Excerpts of location labeling data:

■ ■ ■ ■ ■

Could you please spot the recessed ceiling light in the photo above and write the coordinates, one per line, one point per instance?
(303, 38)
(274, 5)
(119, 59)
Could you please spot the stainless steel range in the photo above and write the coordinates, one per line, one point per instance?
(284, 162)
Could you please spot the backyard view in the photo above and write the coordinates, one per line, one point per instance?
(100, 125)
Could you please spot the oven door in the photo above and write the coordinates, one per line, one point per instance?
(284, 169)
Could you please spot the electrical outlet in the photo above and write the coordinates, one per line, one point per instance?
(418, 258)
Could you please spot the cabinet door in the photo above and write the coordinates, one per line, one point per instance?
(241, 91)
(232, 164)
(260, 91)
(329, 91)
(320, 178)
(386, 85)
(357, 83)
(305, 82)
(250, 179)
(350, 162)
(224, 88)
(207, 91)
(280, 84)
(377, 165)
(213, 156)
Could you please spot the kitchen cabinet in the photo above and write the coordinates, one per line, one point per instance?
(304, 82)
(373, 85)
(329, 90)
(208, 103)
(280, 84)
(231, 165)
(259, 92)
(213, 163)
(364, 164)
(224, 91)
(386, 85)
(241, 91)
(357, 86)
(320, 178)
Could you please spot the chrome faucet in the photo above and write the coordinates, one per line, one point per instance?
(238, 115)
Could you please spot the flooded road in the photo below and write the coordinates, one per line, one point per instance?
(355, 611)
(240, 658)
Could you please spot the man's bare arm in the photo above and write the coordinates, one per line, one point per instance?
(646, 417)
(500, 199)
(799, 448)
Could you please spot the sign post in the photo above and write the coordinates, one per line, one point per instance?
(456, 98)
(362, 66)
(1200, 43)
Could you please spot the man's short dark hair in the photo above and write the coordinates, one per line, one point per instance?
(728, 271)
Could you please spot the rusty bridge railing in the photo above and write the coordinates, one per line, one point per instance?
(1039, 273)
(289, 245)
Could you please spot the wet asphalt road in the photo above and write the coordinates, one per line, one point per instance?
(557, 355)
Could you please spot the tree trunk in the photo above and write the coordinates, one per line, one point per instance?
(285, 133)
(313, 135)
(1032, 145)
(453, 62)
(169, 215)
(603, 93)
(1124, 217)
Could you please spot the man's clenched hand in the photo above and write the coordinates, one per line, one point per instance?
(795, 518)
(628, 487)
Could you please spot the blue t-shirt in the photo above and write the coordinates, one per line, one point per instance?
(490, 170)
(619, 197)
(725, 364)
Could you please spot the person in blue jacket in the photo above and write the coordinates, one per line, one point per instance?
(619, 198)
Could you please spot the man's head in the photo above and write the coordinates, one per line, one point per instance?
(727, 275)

■ ■ ■ ■ ■

▶ [WHAT YOU NEED TO DO] Return all of the entries word for word.

▶ [CORRECT OUTPUT]
Could you please spot the recessed ceiling light in the photo above and write the coordinates, one per line, one point per instance?
(303, 38)
(274, 5)
(119, 59)
Could you please spot the stainless steel range in the photo above and write the coordinates, one per line, one point per instance?
(284, 162)
Could you please spot the backyard view in the photo above and write the coordinates, one per line, one point per instance?
(100, 125)
Could you please spot the oven door in the photo above and write the coordinates, one per line, one point per instance?
(284, 169)
Could you please spot the electrical outlet in the photo above and write the coordinates, one per line, one point per instance?
(418, 258)
Could you please spot the cabinet door in the photo above and write the coordinates, one per line, one point per instance?
(241, 91)
(232, 164)
(260, 91)
(329, 91)
(320, 178)
(386, 85)
(357, 83)
(305, 82)
(250, 179)
(350, 162)
(224, 88)
(207, 91)
(280, 84)
(377, 165)
(213, 156)
Could you please spot the kitchen cabinet in the photo above and write the coordinates, one per line, one point per instance?
(304, 82)
(373, 85)
(329, 90)
(208, 103)
(280, 84)
(231, 165)
(259, 92)
(213, 163)
(364, 164)
(224, 91)
(386, 85)
(241, 91)
(357, 86)
(320, 178)
Could you please spot the chrome faucet in the photo above and write the coordinates, one per line, one point per instance?
(238, 115)
Could you please spot the flooded road in the photo below and write the coordinates, one per line, one point per instance?
(355, 611)
(240, 658)
Could you please spot the man's bare arm in the photo above and write the coordinates, one per line, one point per instance?
(646, 417)
(500, 199)
(799, 448)
Could you please spot the sign post in the photo above and write the coordinates, one per line, one point per instance?
(456, 98)
(362, 66)
(1200, 43)
Could you please spot the man's short dark hair in the photo above and write the coordinates, one per line, one point per instance?
(728, 271)
Could you please spot the rusty bridge railing in the photo above and write the coordinates, one per line, one point per instance?
(1039, 273)
(289, 245)
Could you please spot the wet asphalt road in the photo above and write the coordinates, one per line, one point per instance?
(557, 355)
Could you please spot the tree trunk in the photo above and write the coordinates, one per line, one point per instance?
(285, 133)
(313, 135)
(1032, 145)
(453, 62)
(169, 215)
(603, 93)
(1124, 217)
Could you please spot the man's clenched hand in the photo above and write the coordinates, one per line, one point per instance?
(795, 518)
(628, 487)
Could you please spot the blue t-shirt in the photo above and write the coordinates, one per line, one point per instance?
(490, 170)
(619, 197)
(725, 364)
Could you please spot the person in blue jacket in the photo above and write the coordinates, one per line, one point per instance?
(619, 198)
Could you please spot the man's head in the photo above and write the coordinates, one per line, one point per instance?
(727, 275)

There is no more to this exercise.